Exercise task | Turn the lines of every entry below into a numbered list, skipping any blank lines.

* begin Records shown *

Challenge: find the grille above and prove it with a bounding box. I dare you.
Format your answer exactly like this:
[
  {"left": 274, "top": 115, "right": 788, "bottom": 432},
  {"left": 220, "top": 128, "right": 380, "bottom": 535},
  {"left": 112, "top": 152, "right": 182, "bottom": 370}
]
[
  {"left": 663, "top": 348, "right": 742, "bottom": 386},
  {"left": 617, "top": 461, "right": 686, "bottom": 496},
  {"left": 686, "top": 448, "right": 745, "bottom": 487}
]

* end Records shown *

Answer to the exercise |
1. Challenge: find the grille above and prove it with a bounding box. I dare you.
2. Format your answer exactly like this:
3. [
4.   {"left": 274, "top": 115, "right": 788, "bottom": 432},
5.   {"left": 220, "top": 128, "right": 380, "bottom": 535},
6.   {"left": 112, "top": 152, "right": 182, "bottom": 370}
7. ]
8. [
9.   {"left": 663, "top": 348, "right": 742, "bottom": 386},
10.   {"left": 617, "top": 461, "right": 686, "bottom": 496},
11.   {"left": 686, "top": 448, "right": 745, "bottom": 487}
12. ]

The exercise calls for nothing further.